[Named-object pointing records]
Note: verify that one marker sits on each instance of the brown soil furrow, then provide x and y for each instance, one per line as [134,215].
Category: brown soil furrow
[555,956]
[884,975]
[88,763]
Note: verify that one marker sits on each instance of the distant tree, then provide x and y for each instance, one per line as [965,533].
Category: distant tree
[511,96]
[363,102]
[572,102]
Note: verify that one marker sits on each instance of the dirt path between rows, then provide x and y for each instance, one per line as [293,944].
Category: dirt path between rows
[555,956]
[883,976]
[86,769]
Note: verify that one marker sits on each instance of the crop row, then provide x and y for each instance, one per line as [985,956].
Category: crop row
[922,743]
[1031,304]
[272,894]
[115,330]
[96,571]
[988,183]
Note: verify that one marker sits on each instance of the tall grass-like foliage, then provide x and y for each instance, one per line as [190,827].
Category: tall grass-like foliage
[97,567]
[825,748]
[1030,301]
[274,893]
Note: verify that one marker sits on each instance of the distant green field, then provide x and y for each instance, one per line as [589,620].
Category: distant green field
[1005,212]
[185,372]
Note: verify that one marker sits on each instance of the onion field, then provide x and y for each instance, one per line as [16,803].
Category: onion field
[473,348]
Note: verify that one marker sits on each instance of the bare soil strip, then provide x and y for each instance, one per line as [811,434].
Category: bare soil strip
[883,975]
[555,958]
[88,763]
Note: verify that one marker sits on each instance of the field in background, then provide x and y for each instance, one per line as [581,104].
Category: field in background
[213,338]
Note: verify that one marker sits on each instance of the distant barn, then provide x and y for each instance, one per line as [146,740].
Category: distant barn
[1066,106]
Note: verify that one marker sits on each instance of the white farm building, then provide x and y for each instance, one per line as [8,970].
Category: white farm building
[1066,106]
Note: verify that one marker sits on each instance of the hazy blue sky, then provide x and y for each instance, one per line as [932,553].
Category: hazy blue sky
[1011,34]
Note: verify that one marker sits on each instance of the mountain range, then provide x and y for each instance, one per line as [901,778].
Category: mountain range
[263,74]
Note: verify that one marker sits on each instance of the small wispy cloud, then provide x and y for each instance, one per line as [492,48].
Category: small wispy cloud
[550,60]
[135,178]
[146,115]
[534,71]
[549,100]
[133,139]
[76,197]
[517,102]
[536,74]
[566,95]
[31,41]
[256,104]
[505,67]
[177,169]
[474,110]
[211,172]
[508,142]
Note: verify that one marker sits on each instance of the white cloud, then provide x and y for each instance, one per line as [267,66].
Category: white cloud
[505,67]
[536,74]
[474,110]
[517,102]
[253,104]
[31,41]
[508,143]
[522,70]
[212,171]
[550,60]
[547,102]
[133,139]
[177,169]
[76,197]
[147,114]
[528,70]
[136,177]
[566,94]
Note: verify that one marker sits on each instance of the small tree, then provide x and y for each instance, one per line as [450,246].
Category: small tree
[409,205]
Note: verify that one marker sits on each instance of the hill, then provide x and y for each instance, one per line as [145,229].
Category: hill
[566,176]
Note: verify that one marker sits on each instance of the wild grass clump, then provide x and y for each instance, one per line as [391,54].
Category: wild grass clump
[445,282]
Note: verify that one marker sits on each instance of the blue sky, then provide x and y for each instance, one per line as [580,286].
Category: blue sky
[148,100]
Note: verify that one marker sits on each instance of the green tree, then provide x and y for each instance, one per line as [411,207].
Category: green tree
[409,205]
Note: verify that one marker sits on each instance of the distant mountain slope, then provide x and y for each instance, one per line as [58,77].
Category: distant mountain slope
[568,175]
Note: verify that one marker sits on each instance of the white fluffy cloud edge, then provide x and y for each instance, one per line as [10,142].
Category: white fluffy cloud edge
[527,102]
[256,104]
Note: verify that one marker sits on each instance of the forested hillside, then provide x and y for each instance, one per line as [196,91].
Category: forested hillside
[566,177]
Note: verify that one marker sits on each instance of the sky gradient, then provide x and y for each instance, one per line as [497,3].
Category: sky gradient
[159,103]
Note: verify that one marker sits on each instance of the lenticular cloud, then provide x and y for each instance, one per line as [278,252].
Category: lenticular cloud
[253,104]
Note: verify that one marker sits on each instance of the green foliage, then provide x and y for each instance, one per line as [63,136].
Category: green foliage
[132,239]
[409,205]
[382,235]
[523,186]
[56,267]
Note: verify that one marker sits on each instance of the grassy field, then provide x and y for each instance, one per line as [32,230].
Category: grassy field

◆ **Task to complete**
Rewrite all of the records above with every "Category" changed to "Object" and nothing else altered.

◆ **Task answer**
Note: verify that one marker sits on each instance of the brown soil furrow, then provide x and y for each instance, one per line as [134,215].
Object: brown soil furrow
[555,956]
[884,975]
[88,763]
Note: verify that one marker sits on each instance of the distant tree, then provide x and y for each instance, one per line as [965,533].
Object: distant tree
[511,96]
[363,102]
[572,102]
Note: verify that one marker sits on each instance of the dirt path between rows, then provide x and y for each instance, one per line as [293,944].
Object: dirt path between rows
[555,956]
[883,976]
[86,769]
Note: verify that one marker sits on each instance of the crop row, then provide x and y for each instance, one per line as [985,956].
Object: crop row
[922,743]
[1031,304]
[272,894]
[115,330]
[96,571]
[988,183]
Note: verify that one marker sits on each instance of the tall grass-like foliage, then provide x and y for each instance, one per line as [190,827].
Object: tall grass-like foliage
[97,567]
[825,748]
[1030,301]
[274,893]
Note: verify that one marker sits on each instance of the distant green field, then provide x and y for each instance, one per line as [589,620].
Object: distant green field
[1005,212]
[185,372]
Note: verify that one marker sits on each instance of the onion field, then provide x and y for each instance, one per line as [16,803].
Object: onion field
[473,348]
Note: verify that one marker sits on each instance of the bare soil strip, then provide x and y for each instance, one per line as [811,434].
Object: bare soil strip
[883,975]
[555,958]
[88,763]
Note: verify that one marker sits on each instance of the field in background, then provide x and y for each instance, one per line as [581,104].
Object: field in background
[213,338]
Note: verify that one marker sits on each instance of the distant barn, then provide x and y for each instance, one per line as [146,740].
Object: distant barn
[1066,106]
Note: verify that one marker sits on each instance of the white farm building, then provide x and y for each instance, one per line as [8,970].
Object: white farm building
[1066,106]
Note: verify that one marker sits on each instance of the hazy blue sky, then provide x and y for each instance, one per line as [932,553].
Object: hazy blue sky
[1011,34]
Note: verify that one marker sits on each instance of the mountain range, then provide x and y for each instance, one per line as [901,778].
Object: mountain range
[263,74]
Note: verify that one marker sits on each instance of the small wispy cloud, then provide x and y for each instance, one per line as [492,48].
Object: small wispy cloud
[550,60]
[135,178]
[146,115]
[534,71]
[549,100]
[133,139]
[76,197]
[517,102]
[536,74]
[566,95]
[31,41]
[256,104]
[505,67]
[177,169]
[474,110]
[211,172]
[508,142]
Note: verify that one marker sits on each instance of the white cloud, then provide x and y for each instance, one per line as [267,66].
Object: white cloud
[505,67]
[536,74]
[474,110]
[517,102]
[253,104]
[31,41]
[508,143]
[522,70]
[212,171]
[550,60]
[547,102]
[133,139]
[177,169]
[76,197]
[147,114]
[528,70]
[136,177]
[566,94]
Note: verify that one marker sits on each instance of the small tree, then provide x and y for each instance, one per line as [450,246].
Object: small tree
[409,205]
Note: verify that one marker sits on each instance of the hill, then provide x and y for each instance, one per line as [145,229].
Object: hill
[566,176]
Note: verify that one marker sits on each instance of the wild grass clump, then provide x and y for each instance, one per line as [391,54].
Object: wild grass clump
[445,282]
Note: verify that one marker sits on each instance of the blue sky, then provide x and y for each instance, one per line as [580,286].
Object: blue sky
[148,100]
Note: verify that one marker sits on each instance of the green tree, then provide x and y for each instance, one per line as [411,207].
Object: green tree
[409,205]
Note: verify that one marker sits on each instance of the distant mountain slope, then provide x and y for each instance, one per line as [58,77].
Object: distant mountain slope
[568,175]
Note: verify that one marker sits on each instance of the white fluffy cloud edge, then provide x and y for each instance, one per line as [10,142].
Object: white fluffy cloud edge
[527,102]
[256,104]
Note: verify that one marker sits on each instance of the forested hillside, then provide x and y for each instance, one per line as [196,91].
Object: forested hillside
[566,177]
Note: verify that one marker sits on each instance of the sky gradient, then provide x and y for each instance, one per line as [497,3].
Object: sky gradient
[159,103]
Note: verify that one marker sits on each instance of the lenticular cloud, then provide x and y for each instance, one per line as [278,252].
Object: lenticular cloud
[253,104]
Note: verify that one marker sits on each instance of the green foliage, then provide x and y for each instance, one per line as [63,136].
Object: green foliage
[132,239]
[409,205]
[382,235]
[523,186]
[56,267]
Note: verify that one marker sits on each instance of the grassy field, then provide x and y for each instance, one per line as [32,230].
Object: grassy field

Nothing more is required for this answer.